◆ GIVEN PROBLEM ◆
Copy every one of the records below line by line, reproducing each character as it stands.

◆ MATERIAL SUPPLIED ◆
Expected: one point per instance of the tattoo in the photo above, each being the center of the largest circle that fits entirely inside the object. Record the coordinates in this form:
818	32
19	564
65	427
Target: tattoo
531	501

◆ WRITTEN SOLUTION ◆
Expected: one point per instance of the tattoo in the photo above, each being the center of the largest circle that fits entirely inside the object. Record the coordinates in this form:
818	32
19	564
65	427
Target: tattoo
531	501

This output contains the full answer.